Task to carry out:
Using the passage on Paisley's suspension, answer the following:
1. How many days of suspension does the 2015 Recall of MPs Act require before a by-election can be forced?
2. What share of his constituents must sign a recall petition for Paisley to lose his seat?
3. How large is Paisley's majority?

While the government managed to defeat yesterday's attempt by Tory remainers to keep Britain in the customs union after Brexit, it only did so by the skin of its teeth. Paisley's absence will make margins even finer for May, and the job of her whips even harder. The parliamentary stakes have been nudged upwards again. They are almost too high for comfort. We might find the government's recourse to desperate measures as crunch votes approach – say, ignoring pairing arrangements – becomes a bit more frequent. 

The second is its effect on politics in Northern Ireland. Here the potential scenarios are myriad, with aftershocks that could be felt far beyond Ballymena. Paisley's suspension well exceeds the 10 day threshold required to start the process of forcing a by-election under the 2015 Recall of MPs Act. 

Should 10 per cent of his constituents sign a recall petition – a number more than covered by those who voted for the DUP's rivals in 2017 – then Paisley will lose his seat and face a challenge, in which he would be free to stand. 

What would happen then? The answer depends on what the DUP does next. The party has yet to say what sanction, if any, it will issue against Paisley. If it allowed him to stand as its candidate in the by-election that ensued, he would win, and win handsomely: he won the single biggest vote of any candidate in Northern Ireland in 2017, and has a majority of over 20,000. 

In the event that he didn't stand as the DUP's candidate – and there is nothing at this point to suggest that this will be the case – the contest would be a fascinating and potentially unpredictable one. The sheer size of Paisley's majority means that North Antrim is probably the only seat in Northern Ireland where two unionist candidates could slug it out with no risk of the seat falling to nationalism.

Dataset excerpt:
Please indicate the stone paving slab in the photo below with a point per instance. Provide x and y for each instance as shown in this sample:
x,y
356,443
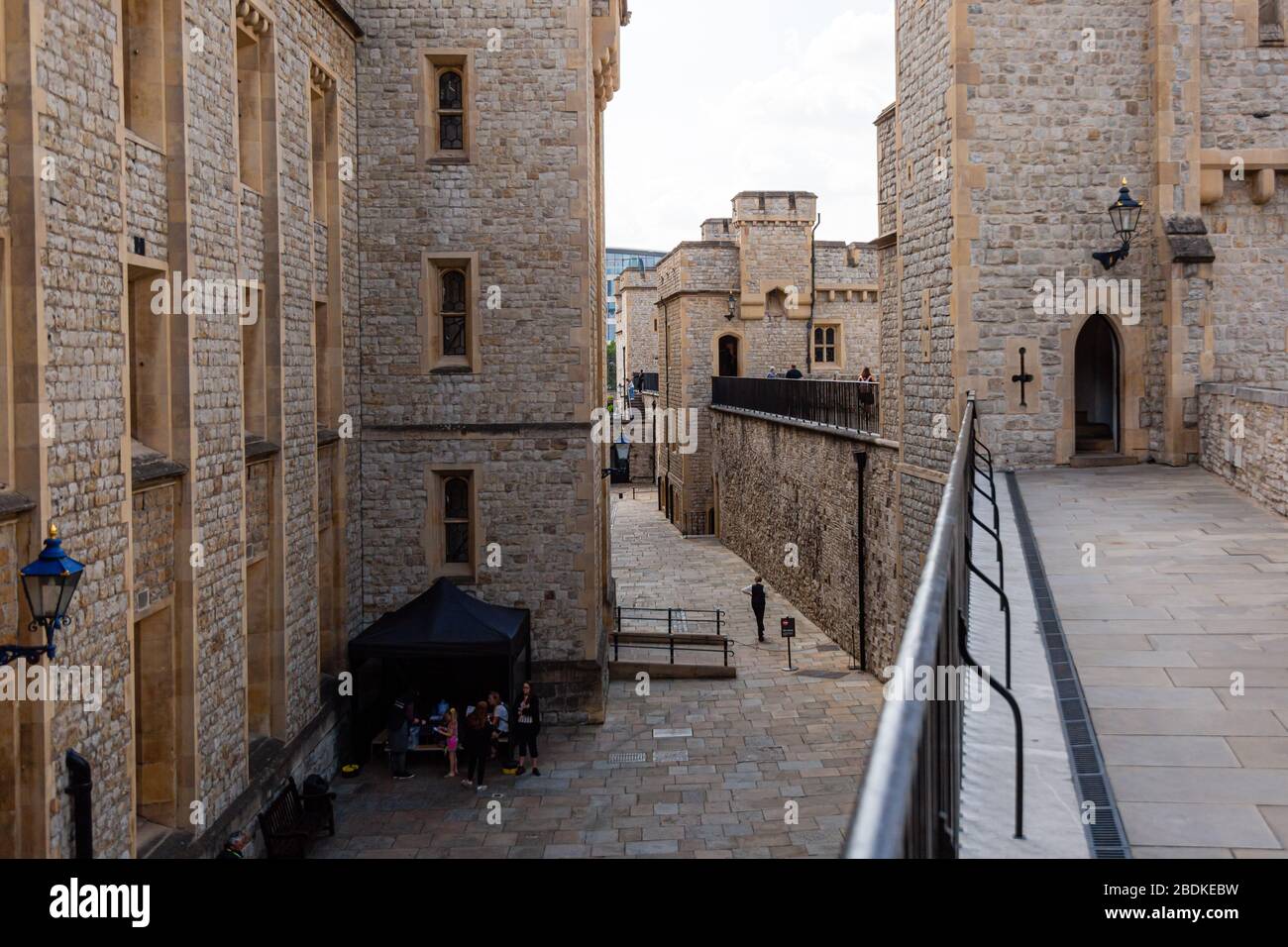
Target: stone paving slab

Written response:
1. 10 days
2. 10 per cent
3. Over 20,000